#### [Your task]
Reproduce each line of the material precisely.
+++ The records
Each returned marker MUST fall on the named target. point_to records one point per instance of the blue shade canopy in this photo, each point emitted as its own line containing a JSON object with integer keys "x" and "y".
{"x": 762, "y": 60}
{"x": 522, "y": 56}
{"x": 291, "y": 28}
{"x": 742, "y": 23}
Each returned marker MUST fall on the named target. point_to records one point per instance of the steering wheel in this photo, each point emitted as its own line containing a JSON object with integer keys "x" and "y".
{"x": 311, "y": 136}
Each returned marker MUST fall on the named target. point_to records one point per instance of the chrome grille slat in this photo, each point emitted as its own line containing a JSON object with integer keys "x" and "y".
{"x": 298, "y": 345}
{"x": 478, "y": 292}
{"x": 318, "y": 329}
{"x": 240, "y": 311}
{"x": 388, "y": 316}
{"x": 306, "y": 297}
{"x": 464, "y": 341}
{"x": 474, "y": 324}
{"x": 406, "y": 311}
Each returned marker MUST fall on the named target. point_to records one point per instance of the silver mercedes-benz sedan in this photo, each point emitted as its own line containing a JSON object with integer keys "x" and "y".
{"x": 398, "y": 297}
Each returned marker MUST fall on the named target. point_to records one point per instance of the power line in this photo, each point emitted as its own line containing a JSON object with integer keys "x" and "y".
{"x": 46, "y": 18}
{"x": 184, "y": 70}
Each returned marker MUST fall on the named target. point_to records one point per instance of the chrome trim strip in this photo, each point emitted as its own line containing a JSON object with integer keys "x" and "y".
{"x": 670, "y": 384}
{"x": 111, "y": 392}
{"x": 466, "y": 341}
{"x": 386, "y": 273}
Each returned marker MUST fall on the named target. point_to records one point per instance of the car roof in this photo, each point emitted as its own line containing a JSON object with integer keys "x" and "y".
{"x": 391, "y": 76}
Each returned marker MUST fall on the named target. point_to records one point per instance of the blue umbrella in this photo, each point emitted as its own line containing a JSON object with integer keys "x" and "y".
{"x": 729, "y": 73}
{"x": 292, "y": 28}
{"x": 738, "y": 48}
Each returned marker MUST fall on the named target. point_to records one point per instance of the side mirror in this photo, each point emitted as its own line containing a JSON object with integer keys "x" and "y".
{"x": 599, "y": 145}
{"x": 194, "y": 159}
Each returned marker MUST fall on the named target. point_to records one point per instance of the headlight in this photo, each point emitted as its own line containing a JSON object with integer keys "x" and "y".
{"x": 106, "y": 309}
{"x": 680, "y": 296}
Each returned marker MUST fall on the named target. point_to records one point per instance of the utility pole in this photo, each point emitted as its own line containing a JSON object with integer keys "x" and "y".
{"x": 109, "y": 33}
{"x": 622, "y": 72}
++++++
#### [Solution]
Each returned marker MUST fall on the named target. point_to records one point per instance of the blue shade canopy in this photo, each point emitted as its own line containing a JSON object with integer keys "x" and "y".
{"x": 762, "y": 60}
{"x": 522, "y": 56}
{"x": 291, "y": 28}
{"x": 742, "y": 23}
Each returned marker MUST fall on the named target. point_to records one point per instance of the steering wheel in this photo, each point emitted as its own line containing a JSON object with integer keys "x" and "y".
{"x": 311, "y": 136}
Each returned marker MUST fall on the named target. point_to records one point per instance of the chrome grille slat in this photo, each point emitted as its own line containing a JSON object with integer keys "x" and "y".
{"x": 298, "y": 345}
{"x": 478, "y": 292}
{"x": 318, "y": 329}
{"x": 240, "y": 311}
{"x": 388, "y": 316}
{"x": 306, "y": 297}
{"x": 464, "y": 341}
{"x": 474, "y": 324}
{"x": 406, "y": 311}
Each returned marker MUST fall on the named target. point_to records one point per instance of the silver mercedes-benz sedan in this photo, each point emitted as its own line containing a JSON object with integer keys "x" and "y".
{"x": 398, "y": 297}
Each returned marker MUST fall on the named target. point_to records one point per instance of the power line in this photo, each point emitted as its own line containing a JSON object with integer keys "x" and "y".
{"x": 46, "y": 18}
{"x": 184, "y": 70}
Each returned marker MUST fall on the named target. point_to records one point per instance of the chrome trim strip in this photo, each point emitted as its own line containing a JSON object with integer keys "x" and "y".
{"x": 670, "y": 384}
{"x": 111, "y": 392}
{"x": 466, "y": 341}
{"x": 386, "y": 273}
Each returned marker MUST fall on the named target. point_to records one point per instance of the car roof in this photo, each point emitted as its own line containing a JSON object with integer keys "x" and "y".
{"x": 391, "y": 76}
Each returned marker MUST fall on the named target. point_to records one point per instance of the blue umbrella in this photo, each point emitted as its own line containing a JSON object with integer keys "x" and "y".
{"x": 729, "y": 73}
{"x": 292, "y": 28}
{"x": 738, "y": 48}
Each returned marker MUST fall on the named target. point_to records one point per instance of the side mirror in this photo, each point emitted as its own line containing a JSON object with integer keys "x" and "y".
{"x": 599, "y": 145}
{"x": 194, "y": 159}
Each returned marker MUST fall on the named target. point_to records one point per instance of the headlight in this photo, each point emitted as its own line containing a JSON object with integer keys "x" and "y".
{"x": 106, "y": 309}
{"x": 680, "y": 296}
Each returned marker MUST fall on the named target. point_to records one point per instance of the utility pole in this photo, each point emitted as its own line containing a JSON object with integer keys "x" and "y".
{"x": 109, "y": 33}
{"x": 622, "y": 72}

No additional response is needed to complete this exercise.